▶ MATERIAL SUPPLIED:
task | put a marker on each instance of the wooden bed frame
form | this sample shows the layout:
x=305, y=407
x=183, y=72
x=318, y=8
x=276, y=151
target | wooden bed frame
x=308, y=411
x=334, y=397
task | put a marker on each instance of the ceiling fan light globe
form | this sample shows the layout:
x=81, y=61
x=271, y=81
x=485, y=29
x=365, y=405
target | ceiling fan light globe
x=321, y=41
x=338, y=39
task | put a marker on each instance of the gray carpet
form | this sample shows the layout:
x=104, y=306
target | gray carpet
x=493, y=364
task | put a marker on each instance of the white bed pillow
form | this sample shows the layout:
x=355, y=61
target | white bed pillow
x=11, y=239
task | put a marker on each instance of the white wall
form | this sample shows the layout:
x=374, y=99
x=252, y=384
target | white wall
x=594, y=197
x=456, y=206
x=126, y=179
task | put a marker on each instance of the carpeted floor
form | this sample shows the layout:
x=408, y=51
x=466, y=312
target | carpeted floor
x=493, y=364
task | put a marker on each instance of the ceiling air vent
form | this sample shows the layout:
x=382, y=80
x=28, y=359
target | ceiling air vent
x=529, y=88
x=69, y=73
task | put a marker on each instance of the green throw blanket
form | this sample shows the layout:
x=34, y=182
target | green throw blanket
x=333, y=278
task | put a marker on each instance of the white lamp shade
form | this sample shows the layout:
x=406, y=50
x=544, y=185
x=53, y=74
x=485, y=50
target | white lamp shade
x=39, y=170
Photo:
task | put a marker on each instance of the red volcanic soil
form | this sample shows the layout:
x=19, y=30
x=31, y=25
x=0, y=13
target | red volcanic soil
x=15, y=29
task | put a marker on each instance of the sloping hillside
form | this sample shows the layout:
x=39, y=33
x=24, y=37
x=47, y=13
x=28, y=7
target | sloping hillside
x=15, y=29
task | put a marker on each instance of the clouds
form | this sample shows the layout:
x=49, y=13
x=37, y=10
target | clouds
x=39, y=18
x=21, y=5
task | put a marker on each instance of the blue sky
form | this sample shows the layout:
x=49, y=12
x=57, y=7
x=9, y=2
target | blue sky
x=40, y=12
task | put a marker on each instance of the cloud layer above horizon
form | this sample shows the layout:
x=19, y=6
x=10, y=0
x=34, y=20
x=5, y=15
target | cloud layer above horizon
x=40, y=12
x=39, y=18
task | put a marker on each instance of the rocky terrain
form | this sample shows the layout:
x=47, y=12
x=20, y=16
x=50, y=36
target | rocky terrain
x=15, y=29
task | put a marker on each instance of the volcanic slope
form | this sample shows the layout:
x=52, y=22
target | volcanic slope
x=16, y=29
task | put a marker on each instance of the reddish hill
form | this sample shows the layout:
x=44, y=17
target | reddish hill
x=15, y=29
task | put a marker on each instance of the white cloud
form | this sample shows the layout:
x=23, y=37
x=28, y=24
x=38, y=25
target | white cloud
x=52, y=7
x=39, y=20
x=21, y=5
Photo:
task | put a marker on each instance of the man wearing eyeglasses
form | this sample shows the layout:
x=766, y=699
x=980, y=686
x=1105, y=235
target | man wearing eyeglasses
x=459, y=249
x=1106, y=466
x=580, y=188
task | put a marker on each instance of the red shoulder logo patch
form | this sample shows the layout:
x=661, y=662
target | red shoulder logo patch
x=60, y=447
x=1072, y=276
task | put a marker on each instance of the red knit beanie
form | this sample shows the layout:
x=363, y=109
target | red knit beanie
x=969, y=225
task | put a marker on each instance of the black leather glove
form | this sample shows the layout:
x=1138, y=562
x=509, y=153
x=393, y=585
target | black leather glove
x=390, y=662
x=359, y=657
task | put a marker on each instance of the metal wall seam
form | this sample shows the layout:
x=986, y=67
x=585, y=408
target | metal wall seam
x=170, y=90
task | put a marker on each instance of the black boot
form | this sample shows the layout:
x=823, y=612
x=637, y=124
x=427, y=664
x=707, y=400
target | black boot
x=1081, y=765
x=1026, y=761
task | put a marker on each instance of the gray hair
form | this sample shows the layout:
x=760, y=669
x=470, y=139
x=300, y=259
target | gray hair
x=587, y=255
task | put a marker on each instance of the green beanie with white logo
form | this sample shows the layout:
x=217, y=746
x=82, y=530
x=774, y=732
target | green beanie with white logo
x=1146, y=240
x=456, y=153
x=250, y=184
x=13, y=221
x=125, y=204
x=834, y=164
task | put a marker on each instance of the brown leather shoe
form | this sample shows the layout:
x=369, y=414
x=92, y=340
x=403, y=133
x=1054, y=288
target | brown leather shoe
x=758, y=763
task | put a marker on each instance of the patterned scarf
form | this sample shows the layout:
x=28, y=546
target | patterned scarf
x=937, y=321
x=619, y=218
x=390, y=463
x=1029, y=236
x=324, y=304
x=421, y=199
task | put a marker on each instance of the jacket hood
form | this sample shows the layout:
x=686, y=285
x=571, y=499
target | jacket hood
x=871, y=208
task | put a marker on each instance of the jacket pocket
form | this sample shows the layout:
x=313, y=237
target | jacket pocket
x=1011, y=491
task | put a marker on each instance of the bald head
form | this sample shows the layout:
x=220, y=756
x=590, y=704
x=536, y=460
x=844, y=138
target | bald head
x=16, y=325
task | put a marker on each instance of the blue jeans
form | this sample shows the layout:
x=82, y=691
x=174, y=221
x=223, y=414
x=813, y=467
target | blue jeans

▶ EXERCISE REQUIREMENTS: Could every record be printed again exactly as it reads?

▶ ANSWER TO THIS PROBLEM:
task | put a marker on each instance of the wooden bed frame
form | this sample shows the layout:
x=305, y=407
x=183, y=72
x=318, y=8
x=276, y=151
target | wooden bed frame
x=308, y=411
x=334, y=397
task | put a marker on each instance of the ceiling fan light globe
form | this sample shows the layout:
x=81, y=61
x=271, y=81
x=485, y=29
x=365, y=405
target | ceiling fan light globe
x=321, y=41
x=338, y=39
task | put a marker on each instance of the gray carpet
form | this sample shows the layout:
x=104, y=306
target | gray carpet
x=493, y=364
task | put a marker on each instance of the white bed pillow
form | this sample shows the layout:
x=355, y=61
target | white bed pillow
x=11, y=239
task | put a marker on each instance of the white wall
form | this sample shows the layout:
x=374, y=99
x=252, y=384
target | white wall
x=594, y=197
x=456, y=206
x=126, y=179
task | put a marker on each instance of the carpeted floor
form | this sample shows the layout:
x=408, y=51
x=466, y=312
target | carpeted floor
x=493, y=364
task | put a marker on each instance of the ceiling air vent
form | this sample shows the layout:
x=382, y=80
x=28, y=359
target | ceiling air vent
x=529, y=88
x=69, y=73
task | put a marker on each instance of the green throw blanket
form | this sample shows the layout:
x=34, y=182
target | green throw blanket
x=333, y=278
task | put a marker on each instance of the white lamp shade
form | this sample shows the layout:
x=406, y=50
x=544, y=185
x=53, y=74
x=485, y=50
target | white lamp shade
x=39, y=170
Photo:
task | put a marker on each instance of the red volcanic soil
form | this sample shows the layout:
x=19, y=30
x=31, y=25
x=0, y=13
target | red volcanic soil
x=15, y=29
task | put a marker on each instance of the sloping hillside
form | this sample shows the layout:
x=39, y=33
x=24, y=37
x=47, y=13
x=28, y=7
target | sloping hillside
x=15, y=29
task | put a marker on each instance of the clouds
form | this sample shows the layout:
x=49, y=13
x=37, y=10
target | clouds
x=39, y=18
x=21, y=5
task | put a marker on each instance of the blue sky
form | this sample shows the layout:
x=49, y=12
x=57, y=7
x=9, y=2
target | blue sky
x=40, y=12
task | put a marker on each instance of the cloud layer above horizon
form | this sample shows the layout:
x=19, y=6
x=10, y=0
x=34, y=20
x=5, y=15
target | cloud layer above horizon
x=40, y=12
x=39, y=18
task | put a marker on each instance of the rocky terrain
form | this sample shows the layout:
x=47, y=12
x=20, y=16
x=50, y=36
target | rocky terrain
x=15, y=29
task | put a marker on each instance of the volcanic slope
form | this sample shows the layout:
x=52, y=22
target | volcanic slope
x=16, y=29
task | put a marker on each instance of the reddish hill
form | this sample shows the layout:
x=44, y=17
target | reddish hill
x=15, y=29
task | put a marker on each instance of the white cloud
form | this sample shows the layout:
x=23, y=37
x=28, y=24
x=38, y=25
target | white cloud
x=52, y=7
x=39, y=20
x=21, y=5
Photo:
task | put a marker on each instance of the man wearing eyeglasses
form | this sample shows the layout:
x=766, y=699
x=980, y=686
x=1105, y=235
target | man wearing eyeglasses
x=459, y=249
x=1106, y=466
x=580, y=188
task | put a marker on each instance of the red shoulder logo patch
form | this sample shows the layout:
x=661, y=662
target | red shoulder logo patch
x=60, y=447
x=1072, y=276
task | put a marker on each instance of the red knit beanie
form | this sample shows the layout:
x=363, y=109
target | red knit beanie
x=969, y=225
task | put a marker on each instance of the black leather glove
form | this sample shows the layout:
x=1138, y=562
x=509, y=153
x=393, y=585
target | black leather glove
x=390, y=662
x=359, y=657
task | put a marker on each instance of the metal wall seam
form | this sample shows the layout:
x=986, y=67
x=585, y=408
target | metal wall seam
x=170, y=90
task | put a marker on each instance of the black boot
form | this sample shows the layout:
x=823, y=612
x=637, y=124
x=427, y=664
x=707, y=400
target | black boot
x=1081, y=765
x=1026, y=761
task | put a marker on each instance of the gray hair
form | this sample shows the layout:
x=760, y=669
x=470, y=139
x=300, y=259
target | gray hair
x=587, y=255
task | put a marker on each instance of the green beanie with white logo
form | this sample shows the layout:
x=217, y=746
x=82, y=530
x=774, y=732
target | green beanie with white logo
x=1146, y=240
x=456, y=153
x=250, y=184
x=13, y=221
x=125, y=204
x=834, y=164
task | put a marker on each instance of the brown leather shoe
form | this sample shows the layout:
x=369, y=414
x=92, y=340
x=403, y=133
x=1054, y=288
target | brown leather shoe
x=758, y=763
task | put a marker on each instance of the patterned scarf
form | this sample shows the layout:
x=28, y=546
target | patterned scarf
x=937, y=321
x=619, y=218
x=390, y=463
x=1029, y=236
x=324, y=304
x=421, y=199
task | put a marker on each instance of the jacket hood
form | this sample shows the layout:
x=686, y=285
x=571, y=499
target | jacket hood
x=871, y=208
task | put a marker on each instance of the jacket pocket
form | this sample shows the layout:
x=313, y=237
target | jacket pocket
x=1011, y=491
task | put a marker on each instance of the bald head
form | this sample shows the layout:
x=220, y=756
x=590, y=704
x=536, y=460
x=844, y=138
target | bald head
x=16, y=325
task | put a marker on each instance of the blue jeans
form | this sample shows the layout:
x=82, y=691
x=174, y=221
x=223, y=414
x=813, y=467
target | blue jeans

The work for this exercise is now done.